Historic Camden Revolutionary War Site is a national historic district and open-air museum located in Camden, Kershaw County, South Carolina, United States.  Roughly 40 minutes away from Columbia, the state capitol, it is one of the state's largest tourist attractions. The 107-acre site is also known as Historic Camden Revolutionary War Restoration, and as the British Revolutionary War Fortifications. Camden contains preserved structures and grounds that are representative of the Southern theater of the American Revolutionary War. The site is managed by a consortium of private donors and local governments. The area is also an affiliated unit of the National Park Service.

History
Following the loss of Charleston, Camden was captured and served as the main British supply post from the spring of 1780 to the spring of 1781 during the American Revolutionary War, and served as their garrison for two major engagements, the Battle of Camden and Battle of Hobkirk's Hill. Camden was also strategic in maintaining Britain's control of South Carolina's back country. At the time, Camden consisted of two city blocks of period homes and military barracks surrounded by a palisade log fence, and further protected by five redoubt and three other fortified features (a house, a jail, and a powder magazine) which were placed strategically from 100 to 1000 feet outside the town itself.

════════════════

• **STATED EXERCISE 1**
Repeat the passage about Historic Camden word for word, starting at "Historic Camden Revolutionary War Site" and ending at "National Park Service.".
• **STATED EXERCISE 2**
Carry on with the passage about Historic Camden from its last sentence.

════════════════

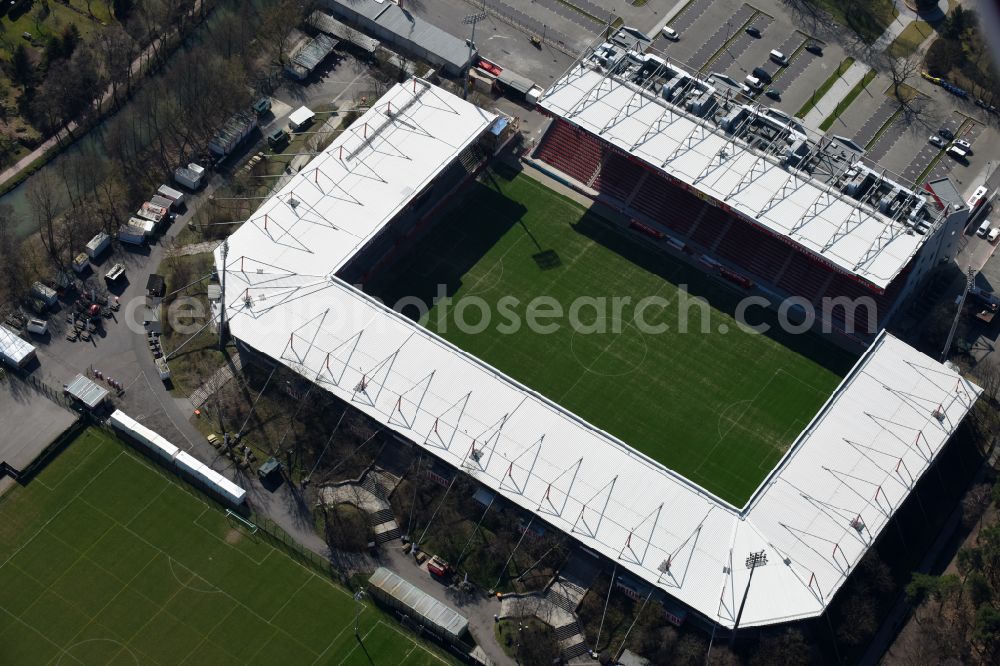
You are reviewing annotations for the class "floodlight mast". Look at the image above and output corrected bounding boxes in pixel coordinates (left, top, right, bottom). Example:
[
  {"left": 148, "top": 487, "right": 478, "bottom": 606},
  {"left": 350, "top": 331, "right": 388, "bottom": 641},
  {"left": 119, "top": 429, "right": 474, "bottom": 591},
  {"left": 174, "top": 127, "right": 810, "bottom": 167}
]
[
  {"left": 354, "top": 588, "right": 365, "bottom": 637},
  {"left": 218, "top": 239, "right": 229, "bottom": 351},
  {"left": 729, "top": 550, "right": 767, "bottom": 647},
  {"left": 462, "top": 12, "right": 489, "bottom": 99},
  {"left": 941, "top": 266, "right": 976, "bottom": 363}
]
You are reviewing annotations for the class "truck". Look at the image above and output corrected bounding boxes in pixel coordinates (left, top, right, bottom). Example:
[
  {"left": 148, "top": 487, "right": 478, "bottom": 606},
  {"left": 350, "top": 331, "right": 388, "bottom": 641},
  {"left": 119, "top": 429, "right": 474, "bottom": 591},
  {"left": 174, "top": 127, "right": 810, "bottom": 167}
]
[
  {"left": 427, "top": 555, "right": 451, "bottom": 578},
  {"left": 149, "top": 194, "right": 174, "bottom": 210},
  {"left": 31, "top": 282, "right": 59, "bottom": 308},
  {"left": 118, "top": 217, "right": 155, "bottom": 245},
  {"left": 153, "top": 356, "right": 170, "bottom": 381},
  {"left": 156, "top": 184, "right": 190, "bottom": 210},
  {"left": 84, "top": 231, "right": 111, "bottom": 260},
  {"left": 104, "top": 264, "right": 125, "bottom": 282},
  {"left": 26, "top": 317, "right": 49, "bottom": 335},
  {"left": 174, "top": 162, "right": 205, "bottom": 191},
  {"left": 73, "top": 252, "right": 90, "bottom": 274},
  {"left": 135, "top": 201, "right": 167, "bottom": 226},
  {"left": 288, "top": 106, "right": 316, "bottom": 132},
  {"left": 208, "top": 111, "right": 257, "bottom": 157}
]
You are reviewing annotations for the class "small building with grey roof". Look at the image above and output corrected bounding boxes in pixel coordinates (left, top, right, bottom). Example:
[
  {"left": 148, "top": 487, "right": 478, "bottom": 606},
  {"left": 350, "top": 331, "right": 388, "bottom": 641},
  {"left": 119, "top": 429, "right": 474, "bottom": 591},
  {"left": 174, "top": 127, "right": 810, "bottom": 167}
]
[{"left": 324, "top": 0, "right": 475, "bottom": 76}]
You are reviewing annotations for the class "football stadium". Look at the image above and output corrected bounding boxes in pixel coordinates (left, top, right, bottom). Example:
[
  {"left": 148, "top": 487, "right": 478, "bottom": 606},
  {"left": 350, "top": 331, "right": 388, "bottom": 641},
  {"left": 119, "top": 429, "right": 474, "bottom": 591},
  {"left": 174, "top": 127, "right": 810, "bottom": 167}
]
[{"left": 216, "top": 58, "right": 980, "bottom": 627}]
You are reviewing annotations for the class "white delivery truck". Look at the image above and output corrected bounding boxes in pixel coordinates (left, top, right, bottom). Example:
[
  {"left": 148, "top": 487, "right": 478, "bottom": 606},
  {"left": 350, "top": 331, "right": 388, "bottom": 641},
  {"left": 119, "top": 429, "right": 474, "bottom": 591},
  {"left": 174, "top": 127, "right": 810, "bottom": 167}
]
[
  {"left": 118, "top": 217, "right": 156, "bottom": 245},
  {"left": 156, "top": 185, "right": 184, "bottom": 210},
  {"left": 27, "top": 317, "right": 49, "bottom": 335}
]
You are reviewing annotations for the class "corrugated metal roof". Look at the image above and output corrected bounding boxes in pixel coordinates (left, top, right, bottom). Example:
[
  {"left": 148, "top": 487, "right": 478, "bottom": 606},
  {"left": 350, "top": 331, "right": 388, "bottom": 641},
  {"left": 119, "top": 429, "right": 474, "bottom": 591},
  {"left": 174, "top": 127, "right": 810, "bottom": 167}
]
[
  {"left": 292, "top": 35, "right": 337, "bottom": 72},
  {"left": 0, "top": 325, "right": 35, "bottom": 366},
  {"left": 66, "top": 375, "right": 108, "bottom": 409},
  {"left": 368, "top": 567, "right": 469, "bottom": 638},
  {"left": 309, "top": 11, "right": 379, "bottom": 53},
  {"left": 332, "top": 0, "right": 470, "bottom": 69}
]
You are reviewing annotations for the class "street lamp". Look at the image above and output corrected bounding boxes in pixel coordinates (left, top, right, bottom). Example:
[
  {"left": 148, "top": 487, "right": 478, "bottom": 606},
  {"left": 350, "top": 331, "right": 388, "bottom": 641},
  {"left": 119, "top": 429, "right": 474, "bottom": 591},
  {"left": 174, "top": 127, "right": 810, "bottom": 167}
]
[
  {"left": 729, "top": 551, "right": 767, "bottom": 647},
  {"left": 354, "top": 588, "right": 365, "bottom": 638},
  {"left": 462, "top": 12, "right": 489, "bottom": 99}
]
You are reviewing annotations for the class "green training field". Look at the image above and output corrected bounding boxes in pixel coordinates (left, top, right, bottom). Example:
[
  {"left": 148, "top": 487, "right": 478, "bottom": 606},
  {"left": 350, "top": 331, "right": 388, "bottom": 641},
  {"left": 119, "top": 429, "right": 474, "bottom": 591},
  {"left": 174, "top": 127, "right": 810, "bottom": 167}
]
[
  {"left": 368, "top": 172, "right": 850, "bottom": 505},
  {"left": 0, "top": 430, "right": 450, "bottom": 666}
]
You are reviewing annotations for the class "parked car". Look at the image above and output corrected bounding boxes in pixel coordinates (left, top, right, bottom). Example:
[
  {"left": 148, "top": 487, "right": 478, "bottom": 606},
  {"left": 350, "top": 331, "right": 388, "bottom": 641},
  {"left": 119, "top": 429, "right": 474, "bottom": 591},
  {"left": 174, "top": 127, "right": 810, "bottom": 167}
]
[
  {"left": 751, "top": 67, "right": 771, "bottom": 83},
  {"left": 743, "top": 74, "right": 764, "bottom": 92}
]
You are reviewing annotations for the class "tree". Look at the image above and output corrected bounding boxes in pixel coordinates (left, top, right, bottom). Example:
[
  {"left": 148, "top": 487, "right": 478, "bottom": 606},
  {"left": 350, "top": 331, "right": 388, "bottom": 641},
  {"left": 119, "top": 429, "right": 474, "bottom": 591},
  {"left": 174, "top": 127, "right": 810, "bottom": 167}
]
[
  {"left": 111, "top": 0, "right": 135, "bottom": 23},
  {"left": 750, "top": 629, "right": 814, "bottom": 666},
  {"left": 672, "top": 632, "right": 708, "bottom": 666},
  {"left": 0, "top": 206, "right": 27, "bottom": 303},
  {"left": 11, "top": 44, "right": 35, "bottom": 86},
  {"left": 889, "top": 56, "right": 920, "bottom": 120},
  {"left": 27, "top": 169, "right": 65, "bottom": 268}
]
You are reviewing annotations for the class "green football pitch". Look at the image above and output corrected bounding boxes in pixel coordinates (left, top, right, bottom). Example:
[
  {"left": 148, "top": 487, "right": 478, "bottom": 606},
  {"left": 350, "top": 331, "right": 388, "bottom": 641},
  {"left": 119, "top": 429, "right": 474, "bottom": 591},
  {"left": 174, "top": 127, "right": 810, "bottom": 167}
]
[
  {"left": 366, "top": 172, "right": 851, "bottom": 505},
  {"left": 0, "top": 430, "right": 452, "bottom": 666}
]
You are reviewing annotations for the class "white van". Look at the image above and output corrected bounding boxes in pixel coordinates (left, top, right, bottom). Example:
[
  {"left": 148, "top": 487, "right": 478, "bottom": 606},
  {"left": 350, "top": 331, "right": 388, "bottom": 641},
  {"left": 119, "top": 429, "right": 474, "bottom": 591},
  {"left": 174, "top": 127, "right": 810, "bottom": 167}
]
[{"left": 27, "top": 318, "right": 49, "bottom": 335}]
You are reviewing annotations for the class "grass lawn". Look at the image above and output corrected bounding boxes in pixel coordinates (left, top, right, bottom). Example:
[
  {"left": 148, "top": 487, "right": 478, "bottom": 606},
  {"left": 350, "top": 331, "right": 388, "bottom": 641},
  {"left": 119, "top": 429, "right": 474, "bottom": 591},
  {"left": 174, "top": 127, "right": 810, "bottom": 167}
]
[
  {"left": 819, "top": 69, "right": 877, "bottom": 132},
  {"left": 795, "top": 56, "right": 854, "bottom": 118},
  {"left": 366, "top": 173, "right": 850, "bottom": 505},
  {"left": 0, "top": 430, "right": 451, "bottom": 666},
  {"left": 885, "top": 21, "right": 934, "bottom": 58},
  {"left": 808, "top": 0, "right": 899, "bottom": 44}
]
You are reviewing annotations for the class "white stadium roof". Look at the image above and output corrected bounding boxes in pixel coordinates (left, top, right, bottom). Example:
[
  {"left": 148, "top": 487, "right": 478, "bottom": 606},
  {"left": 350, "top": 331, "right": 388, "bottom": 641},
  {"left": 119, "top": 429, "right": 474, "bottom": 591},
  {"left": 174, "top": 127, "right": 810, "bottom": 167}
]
[
  {"left": 217, "top": 82, "right": 979, "bottom": 626},
  {"left": 222, "top": 78, "right": 496, "bottom": 277},
  {"left": 538, "top": 61, "right": 926, "bottom": 289}
]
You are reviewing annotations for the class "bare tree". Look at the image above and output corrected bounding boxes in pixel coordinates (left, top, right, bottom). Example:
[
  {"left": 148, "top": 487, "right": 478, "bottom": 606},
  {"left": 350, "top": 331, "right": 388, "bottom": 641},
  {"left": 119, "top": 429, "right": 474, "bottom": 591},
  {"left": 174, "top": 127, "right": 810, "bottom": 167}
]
[
  {"left": 27, "top": 169, "right": 66, "bottom": 268},
  {"left": 888, "top": 56, "right": 920, "bottom": 121},
  {"left": 0, "top": 206, "right": 27, "bottom": 303}
]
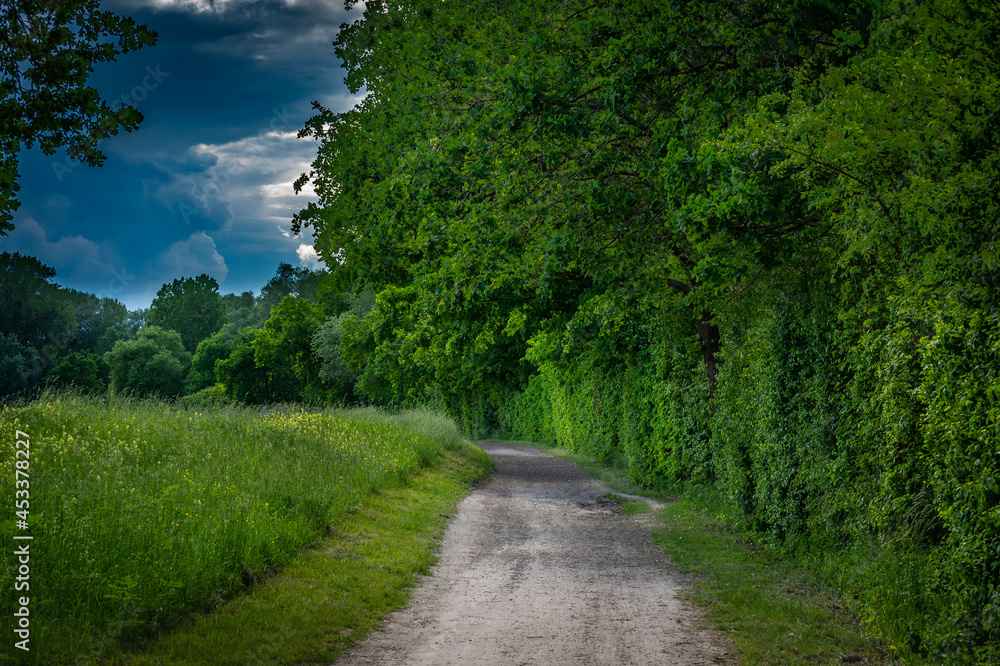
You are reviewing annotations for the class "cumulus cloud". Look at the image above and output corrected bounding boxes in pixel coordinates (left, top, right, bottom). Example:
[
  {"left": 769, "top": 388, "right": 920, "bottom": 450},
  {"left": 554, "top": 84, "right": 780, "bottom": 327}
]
[
  {"left": 295, "top": 243, "right": 323, "bottom": 268},
  {"left": 156, "top": 231, "right": 229, "bottom": 284}
]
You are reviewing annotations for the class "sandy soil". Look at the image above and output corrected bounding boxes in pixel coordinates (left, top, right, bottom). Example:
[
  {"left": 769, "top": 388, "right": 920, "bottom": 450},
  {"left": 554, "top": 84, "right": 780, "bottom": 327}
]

════════════════

• **WRITTEN ANSWER 1**
Historic Camden Revolutionary War Site is a national historic district and open-air museum located in Camden, Kershaw County, South Carolina, United States.  Roughly 40 minutes away from Columbia, the state capitol, it is one of the state's largest tourist attractions. The 107-acre site is also known as Historic Camden Revolutionary War Restoration, and as the British Revolutionary War Fortifications. Camden contains preserved structures and grounds that are representative of the Southern theater of the American Revolutionary War. The site is managed by a consortium of private donors and local governments. The area is also an affiliated unit of the National Park Service.

• **WRITTEN ANSWER 2**
The desire to control this territory was great for the British, as Camden was located on a crossroads of the routes to the largest Southern cities of Charleston, South Carolina and Savannah, Georgia. The location of the principal Battle of Camden is nine miles (14 km) north of the site, while several other skirmishes occurred within  of the town. Between the summers of 1780 and 1781, the British were able to claim victory in many of these assaults, but with high casualty rates. These costly struggles both weakened the Redcoats as a unit and spurred the momentum of an anti-war movement in the British Isles.

The site was listed on the National Register of Historic Places in 1969.

Camden is significant due to the role it played during the war. It was a direct result of England's attempt during late 1779 to attempt to gain control of all the southern colonies.

Museum

Included within the park are a variety of reconstructed and refurbished structures from the colonial-era town site. Many of the restored buildings contain Revolutionary War artifacts recovered from the site.

The museum has a Facebook page that provides visitors with updates, announcements, historical facts about the site, and photos and video of reenactments.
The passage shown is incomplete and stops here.